%%
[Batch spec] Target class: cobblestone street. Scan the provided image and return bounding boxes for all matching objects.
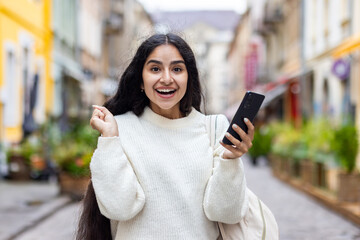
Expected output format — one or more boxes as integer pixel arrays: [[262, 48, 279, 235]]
[[0, 155, 360, 240]]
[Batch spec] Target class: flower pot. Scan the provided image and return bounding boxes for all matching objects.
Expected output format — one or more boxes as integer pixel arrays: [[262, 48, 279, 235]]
[[300, 159, 314, 185], [59, 172, 90, 201], [269, 154, 281, 176], [338, 173, 360, 202], [9, 155, 30, 180]]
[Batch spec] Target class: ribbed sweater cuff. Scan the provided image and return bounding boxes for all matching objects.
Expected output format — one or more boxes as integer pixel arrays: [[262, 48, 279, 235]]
[[97, 137, 121, 150], [219, 157, 244, 173]]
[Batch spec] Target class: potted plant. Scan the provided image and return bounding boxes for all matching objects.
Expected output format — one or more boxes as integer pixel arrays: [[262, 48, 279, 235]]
[[7, 135, 45, 180], [249, 127, 272, 166], [52, 123, 98, 200], [300, 118, 334, 187], [332, 124, 360, 202]]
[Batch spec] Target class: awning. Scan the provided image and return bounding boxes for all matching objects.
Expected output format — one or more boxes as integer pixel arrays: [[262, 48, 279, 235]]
[[261, 84, 288, 108], [332, 35, 360, 58]]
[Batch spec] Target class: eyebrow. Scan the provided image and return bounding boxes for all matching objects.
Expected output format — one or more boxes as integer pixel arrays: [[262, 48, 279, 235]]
[[146, 59, 185, 65]]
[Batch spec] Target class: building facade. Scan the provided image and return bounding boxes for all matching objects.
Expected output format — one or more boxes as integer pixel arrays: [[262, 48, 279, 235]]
[[0, 0, 54, 143]]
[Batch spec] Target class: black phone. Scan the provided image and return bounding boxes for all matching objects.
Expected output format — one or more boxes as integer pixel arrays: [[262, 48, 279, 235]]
[[223, 91, 265, 145]]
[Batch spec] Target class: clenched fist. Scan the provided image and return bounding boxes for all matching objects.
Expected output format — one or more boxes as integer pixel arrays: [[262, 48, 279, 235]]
[[90, 105, 119, 137]]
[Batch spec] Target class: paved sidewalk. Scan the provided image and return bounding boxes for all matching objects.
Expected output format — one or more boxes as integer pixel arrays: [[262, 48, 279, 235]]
[[0, 179, 71, 240], [0, 155, 360, 240], [244, 156, 360, 240]]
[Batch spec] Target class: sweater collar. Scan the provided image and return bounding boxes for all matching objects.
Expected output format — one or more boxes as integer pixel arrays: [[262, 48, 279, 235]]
[[140, 106, 201, 128]]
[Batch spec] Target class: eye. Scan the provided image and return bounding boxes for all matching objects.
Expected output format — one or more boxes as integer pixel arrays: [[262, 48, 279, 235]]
[[151, 67, 160, 72]]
%%
What this task involves
Convert the entries above into a two-column CSV with the columns instruction and boxes, giving one row per entry. Put each entry's text and its answer in their own double-quoted fields, replace line breaks with spaces, and leave out the pictures.

Task output
instruction,boxes
"[Batch spec] Target class: cobblestone street. Scan the provided image and return bounding boxes for all matching objects. Expected output format — one or more boxes as integer pixel arrays: [[262, 48, 279, 235]]","[[0, 155, 360, 240]]"
"[Batch spec] Target class: flower pot. Scan the provided image and return bounding boxes for all matching objects. Expected output format — one or more boxes as integer pixel arrays: [[262, 48, 279, 235]]","[[300, 159, 314, 185], [59, 172, 90, 201], [269, 154, 281, 176], [338, 173, 360, 202], [9, 155, 30, 180]]"
"[Batch spec] Target class: ribbed sweater cuff. Scan the provided image and return bounding boxes for all matching objects. Expected output format — one or more boxes as integer pixel arrays: [[262, 48, 279, 235]]","[[97, 137, 121, 150], [219, 157, 244, 173]]"
"[Batch spec] Target class: potted plant. Scan the provided image and return bounding boxes for all matching objects. Expected output format — one or more boxes as integer pixel arrays: [[262, 48, 279, 235]]","[[7, 135, 45, 180], [249, 127, 272, 166], [52, 123, 98, 200], [300, 118, 334, 187], [332, 124, 360, 202]]"
"[Batch spec] Target class: awning. Scan the provided image and return bounding boxes for all matching objects. Expected output format — one or more boxes as integer pixel arrays: [[262, 48, 279, 235]]","[[261, 84, 288, 108], [332, 35, 360, 58]]"
"[Batch spec] Target class: eyebrow. Scan the provided image and return bounding boxes for all matching objects. Expected output format — one or more boxes as integer pixel arrays: [[262, 48, 279, 235]]","[[146, 59, 185, 65]]"
"[Batch spec] Target class: building facade. Scan the provided image and return bounding boxes for all matching objects. Expected output format — one or more boxes as integer pixel arrays: [[262, 48, 279, 235]]","[[0, 0, 54, 143]]"
"[Batch spec] Target class: black phone. Scan the provided image and return bounding boxes for all matching objects. Expected output format — one or more boxes as integer pixel arrays: [[262, 48, 279, 235]]","[[223, 91, 265, 145]]"
"[Batch spec] Target class: clenched fist. Scan the provided image and return bounding boxes for all matching objects. Expected output format — one or more boxes as integer pixel arrays: [[262, 48, 279, 235]]","[[90, 105, 119, 137]]"
"[Batch spec] Target class: paved sidewalk. Scan the provided image and return bounding boxes for all matching objects. Expected output format — one or more boxes as integer pixel arrays: [[262, 48, 279, 235]]","[[0, 179, 71, 240], [0, 155, 360, 240], [244, 156, 360, 240]]"
"[Batch spec] Target class: sweater collar. Scan the provided image and return bounding boxes for all matching objects. Expected output format — one or more boxes as integer pixel arrays: [[262, 48, 279, 235]]","[[140, 106, 201, 128]]"
"[Batch spec] Target class: eye. Scan the provided image and return bounding boxes for all matching objects. Expected output format — one or more boxes as integer pixel arrays: [[262, 48, 279, 235]]","[[151, 67, 160, 72]]"